* Trecho selecionado *
* * * * *
Já ouvi inúmeros licitantes dizerem que não iriam recorrer de determinada decisão, pois quem iria julgar o recurso era o próprio pregoeiro ou presidente de comissão de licitação que o inabilitou, e, dessa forma, não adiantaria recorrer! Ocorre que o direito de interpor recurso é um direito constitucional, em cumprimento ao princípio do devido processo legal que requer a aplicação dos princípios da ampla defesa e do contraditório, para que seja contemplado o Estado Democrático de Direito. Claro que uma decisão administrativa no calor da licitação, durante o seu procedimento, onde são apresentados tantos documentos, pode ser precipitada e equivocada, sendo que com uma boa defesa apresentada em recurso administrativo, a decisão poderá ser revertida, o que acontece com muita frequência.   

O procedimento da licitação é composto por atos sucessivos e cronológicos dentro dos prazos estabelecidos na Lei e, no caso do pregão, os atos são realizados com a celeridade própria da modalidade. Infelizmente, além de existir a possibilidade de não haver tempo suficiente para examinar com o cuidado necessário e a extensão que envolve certa questão, levando  a julgamentos equivocados e prejudiciais, é certo que alguns pregoeiros e presidentes de comissão agem sem o necessário conhecimento legal sobre o tema  e acabam inabilitando ou desclassificando o licitante sem fundamento legal, e às vezes até aplicando sanções indevidamente. 

Apesar disso, é absolutamente válido, plausível e legal, a utilização do Recurso Administrativo como meio de defesa nas licitações, sendo que na grande maioria dos casos, se bem fundamentado, o recurso é provido e a decisão é revertida em favor do licitante que demonstra, de forma legal e documental, que está com a razão. Somente em casos restritos, onde o direito do licitante é desrespeitado, mesmo após a interposição do recurso, é que se deve buscar as vias judiciais, com a ação cabível em cada caso concreto, sob pena de tornar a participação nas licitações totalmente contraproducente,  ao pretender judicializar todo e qualquer problema que encontrar nas licitações. 

Apesar disso, muitos licitantes nos procuram com a intenção de ingressar com medida judicial, normalmente em casos de inabilitação, desclassificação ou aplicação de sanções nas licitações. O pior erro do licitante nem é chegar com a medida já definida, ao dizer que quer entrar com “mandato” de segurança! Claro que nem todos têm obrigação de saber que o correto é Mandado de Segurança, e que mandato se refere a cargo eletivo, ou outro cargo que tenha recebido por delegação ou concessão, é uma incumbência, missão, etc., enquanto que mandado refere-se a ordem judicial. O erro está no fato do licitante achar que a única medida capaz de corrigir o erro da Administração seja o Mandado de Segurança! Por conta dessa pressão de alguns empresários/licitantes, que desconhecem os fundamentos da medida judicial, muitos advogados inexperientes embarcam nesse equívoco e utilizam erroneamente o Mandado de Segurança para requerer algum direito sem atender os requisitos legais, perdendo tempo, dinheiro e oportunidades.
* * * * *
* Informações fornecidas *
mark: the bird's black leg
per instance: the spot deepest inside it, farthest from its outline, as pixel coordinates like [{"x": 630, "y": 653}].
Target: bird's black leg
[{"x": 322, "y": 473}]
* * * * *
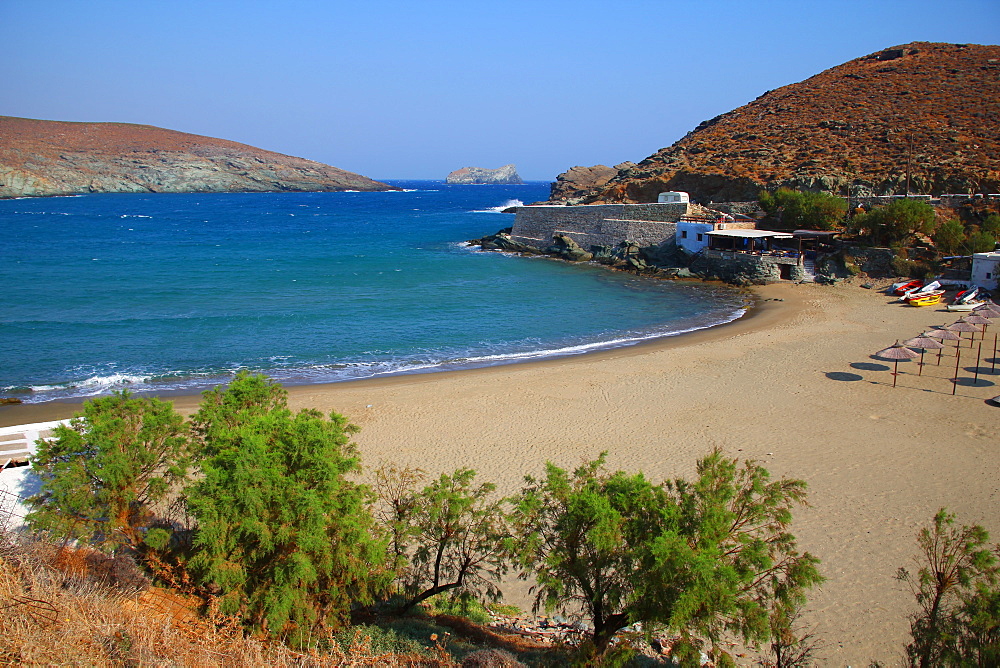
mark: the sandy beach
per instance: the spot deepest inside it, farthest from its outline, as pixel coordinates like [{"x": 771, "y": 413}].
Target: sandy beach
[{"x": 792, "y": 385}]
* * * * *
* Tarefa do exercício *
Dê continuidade ao texto sobre recursos administrativos em licitações a partir do ponto em que ele termina.

* Resultado *
Ora! É certo que essa é a medida mais utilizada em processos licitatórios. Todavia, cumpre esclarecer que o Mandado de Segurança é uma medida restrita e específica, para proteger direito líquido e certo contra abuso de poder, sendo que o direito alegado deve ser provado documentalmente, pois não existe audiência de instrução, ou seja, é uma ação judicial de provas pré-constituídas. A liminar somente será concedida se estiverem presentes os requisitos conhecidos como fumus boni iuris (fumaça do bom direito) e do periculum in mora (perigo da demora). Assim, o direito invocado deve estar bem fundamentado legalmente, sendo necessário, ainda, que se demonstre o risco iminente de perda do objeto em caso de ter que aguardar o julgamento de mérito. Contudo, existem inúmeras outras medidas judiciais que podem garantir o direito do licitante, nas quais é possível  pleitear a concessão de medida liminar, tais como nas medidas cautelares em geral, na antecipação de tutela e em outras diversas ações ordinárias, dependendo de cada caso concreto, a ser decidido de forma correta pelo advogado.  

Desta forma, antes de optar pela medida judicial durante a participação em uma licitação, por qualquer decisão contrária aos seus interesses, procure exaurir os recursos administrativos, além da  possibilidade de se utilizar de representações e denúncias ao Tribunal de Contas competente para ter o seu direito atendido, sem o stress e os gastos desnecessários de uma medida judicial.

O advogado, consultor e professor Marcio Pereira formou-se em Direito pela Universidade Braz Cubas, em 1997. Foi pós-graduado em Direito do Estado pela Universidade Gama Filho, do Rio de Janeiro, em 2003. Além de se especializar em Licitações, pela Universidade de São Paulo (USP), no ano de 2002 e concluir o MBA em Políticas e Administração Pública, na Escola Paulista de Direito (EPD), em 2013.

Além de consultor e assessor jurídico, Marcio foi professor universitário entre 2007 a 2010, na FaculdadeS Metropolitanas Unidas (FMU)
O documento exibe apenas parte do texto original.